Write out all the data below as a numbered list with blank lines removed. Leave the pictures out.
+-------+
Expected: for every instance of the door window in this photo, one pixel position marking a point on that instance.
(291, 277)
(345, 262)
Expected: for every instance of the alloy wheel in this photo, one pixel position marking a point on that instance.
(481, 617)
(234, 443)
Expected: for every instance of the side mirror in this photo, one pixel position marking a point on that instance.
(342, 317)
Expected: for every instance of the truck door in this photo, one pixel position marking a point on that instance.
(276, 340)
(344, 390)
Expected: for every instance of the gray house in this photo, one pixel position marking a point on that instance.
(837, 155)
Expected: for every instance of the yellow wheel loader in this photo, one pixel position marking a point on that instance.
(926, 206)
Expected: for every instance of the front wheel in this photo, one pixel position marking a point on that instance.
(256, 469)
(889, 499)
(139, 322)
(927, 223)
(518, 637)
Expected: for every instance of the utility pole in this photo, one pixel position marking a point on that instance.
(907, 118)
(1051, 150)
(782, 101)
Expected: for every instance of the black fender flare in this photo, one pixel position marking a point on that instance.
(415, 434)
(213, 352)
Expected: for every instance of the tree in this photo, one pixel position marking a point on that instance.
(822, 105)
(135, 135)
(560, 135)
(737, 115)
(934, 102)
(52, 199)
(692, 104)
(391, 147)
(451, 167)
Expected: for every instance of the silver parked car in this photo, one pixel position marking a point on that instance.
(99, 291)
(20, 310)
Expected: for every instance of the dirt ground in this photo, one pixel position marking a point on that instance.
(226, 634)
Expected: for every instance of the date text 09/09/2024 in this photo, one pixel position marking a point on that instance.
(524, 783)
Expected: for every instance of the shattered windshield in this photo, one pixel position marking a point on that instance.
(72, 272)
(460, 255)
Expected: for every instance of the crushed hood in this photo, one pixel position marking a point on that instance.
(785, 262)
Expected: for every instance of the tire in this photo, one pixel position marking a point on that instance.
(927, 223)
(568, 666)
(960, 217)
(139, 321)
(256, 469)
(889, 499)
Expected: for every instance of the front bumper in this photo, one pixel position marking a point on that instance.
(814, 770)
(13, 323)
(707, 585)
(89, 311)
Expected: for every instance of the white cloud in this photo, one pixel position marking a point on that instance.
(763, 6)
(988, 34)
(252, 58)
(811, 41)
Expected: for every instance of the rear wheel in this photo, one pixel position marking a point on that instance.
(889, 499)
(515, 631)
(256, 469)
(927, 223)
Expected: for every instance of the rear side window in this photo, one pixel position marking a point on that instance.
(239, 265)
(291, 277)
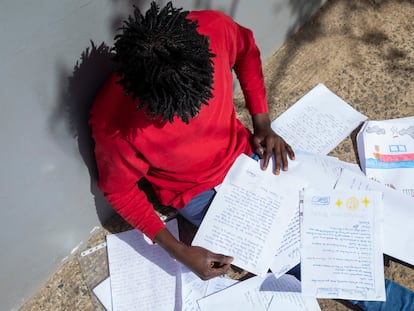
+-------+
▶ _Response_:
1. Expected: for every instance of the door window in this photo, one pixel position marking a point on that instance.
2. (291, 277)
3. (345, 262)
4. Expected: for every instance of the alloy wheel in this photo, one pixel position marking a point on that instance.
5. (481, 617)
6. (234, 443)
7. Expected: for every instance of the side mirror in this photo, one pixel position marking a point on that instance.
8. (342, 317)
9. Expected: for every instance of the truck door in this photo, one pixel position marking a point on that instance.
10. (276, 340)
11. (344, 390)
12. Expected: for every instance of the gray house in this photo, one pixel position marking a point on that instance.
13. (837, 155)
14. Expected: for every instance of the yellow wheel loader in this photo, one pixel position marking a point on that instance.
15. (926, 206)
16. Expected: for every instance of the front wheel in this photo, one pixel position marking a point on that instance.
17. (256, 469)
18. (889, 499)
19. (139, 322)
20. (927, 223)
21. (518, 637)
22. Expected: for every instance of the utility pole in this photo, one pixel position marking a point on that instance.
23. (907, 118)
24. (1051, 150)
25. (782, 101)
26. Expected: for every instance of the black fender flare in this photo, one pixel position marking a point on that instance.
27. (415, 434)
28. (213, 352)
29. Expected: for every instance of the tree in this photo, one pixel position marking a point on that instance.
30. (822, 105)
31. (135, 135)
32. (560, 135)
33. (737, 115)
34. (934, 102)
35. (52, 199)
36. (692, 104)
37. (391, 147)
38. (451, 167)
39. Expected: for every instance of the silver parked car in this photo, one pixel position marking a point on that instance.
40. (99, 291)
41. (20, 310)
42. Expected: for every instance of the dirt ground in this photo, one pixel position marking a point on that instance.
43. (226, 634)
44. Expected: for every instance of the date text 09/09/2024 in this photo, one pixel position marking a point on that instance.
45. (524, 783)
46. Expected: for every instance of the shattered windshield in this photo, one pixel position marking a point on that instance.
47. (72, 272)
48. (460, 255)
49. Expected: for every instance of the crushed hood in this photo, one pixel position marking a point on that instance.
50. (785, 262)
51. Expected: for every instance of the tire in this photo, one pixel position marking a point on that instance.
52. (927, 223)
53. (568, 666)
54. (960, 217)
55. (139, 321)
56. (256, 469)
57. (889, 499)
58. Expected: for every instance of the front bumper in this photo, one pixel position marking a point on that instance.
59. (814, 770)
60. (13, 323)
61. (707, 585)
62. (89, 311)
63. Expected: for every instance of the white cloud in this photo, one pixel position marking a point on that instance.
64. (763, 6)
65. (988, 34)
66. (252, 58)
67. (811, 41)
68. Expected: for every instance of the rear wheel in this photo, one pixel position marking a point on that instance.
69. (889, 499)
70. (515, 631)
71. (256, 469)
72. (927, 223)
73. Expected: for every instance of the rear side window in this photo, one pixel position marking a point on that instance.
74. (239, 265)
75. (291, 277)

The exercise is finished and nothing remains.